╔══
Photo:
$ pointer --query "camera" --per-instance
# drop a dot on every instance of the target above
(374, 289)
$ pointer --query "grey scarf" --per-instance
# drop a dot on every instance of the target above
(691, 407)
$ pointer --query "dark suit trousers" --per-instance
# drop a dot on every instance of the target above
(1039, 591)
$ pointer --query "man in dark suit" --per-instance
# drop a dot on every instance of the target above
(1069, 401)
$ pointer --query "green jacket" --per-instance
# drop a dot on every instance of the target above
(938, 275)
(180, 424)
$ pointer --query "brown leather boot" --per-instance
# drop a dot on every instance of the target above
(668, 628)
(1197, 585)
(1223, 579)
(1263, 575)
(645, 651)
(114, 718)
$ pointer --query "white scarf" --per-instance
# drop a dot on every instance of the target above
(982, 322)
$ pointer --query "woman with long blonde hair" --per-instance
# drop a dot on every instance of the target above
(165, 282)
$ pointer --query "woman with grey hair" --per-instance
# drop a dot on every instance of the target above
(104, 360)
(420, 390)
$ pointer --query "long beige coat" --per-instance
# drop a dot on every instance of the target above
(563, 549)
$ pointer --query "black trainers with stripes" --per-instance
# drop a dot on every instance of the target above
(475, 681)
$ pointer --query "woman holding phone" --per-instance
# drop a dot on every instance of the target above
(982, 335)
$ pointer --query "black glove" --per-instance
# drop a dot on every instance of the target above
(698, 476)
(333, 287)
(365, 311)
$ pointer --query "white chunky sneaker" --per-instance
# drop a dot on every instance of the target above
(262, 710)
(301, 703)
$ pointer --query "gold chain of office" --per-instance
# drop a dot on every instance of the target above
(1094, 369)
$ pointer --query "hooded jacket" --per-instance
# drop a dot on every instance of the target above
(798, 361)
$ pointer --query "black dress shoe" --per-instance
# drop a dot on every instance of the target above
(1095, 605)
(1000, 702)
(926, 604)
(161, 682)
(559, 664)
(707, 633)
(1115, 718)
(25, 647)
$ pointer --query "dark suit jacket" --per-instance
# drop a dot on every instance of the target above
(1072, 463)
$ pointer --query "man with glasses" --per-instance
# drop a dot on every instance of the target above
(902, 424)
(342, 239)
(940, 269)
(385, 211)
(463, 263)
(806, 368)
╚══
*TASK DESCRIPTION*: Reproduce only the entries from the first line through the line containing "(1069, 401)", with both ends included and the requests kept. Multiply every point coordinate by 0.4 and round to whole numbers, with halves rounding up.

*TASK RESULT*:
Photo:
$ pointer --query "camera" --per-instance
# drop a dot on every instance of the target above
(150, 116)
$ pointer --query "grey scarf" --per-instance
# drop a dot on every instance of the target above
(276, 163)
$ pointer --query "dark suit trousers" --per-instance
# drop a dot on every instance of the target above
(416, 236)
$ pointer --query "man in dark suit" --per-instance
# drop a dot on every instance of the target above
(428, 160)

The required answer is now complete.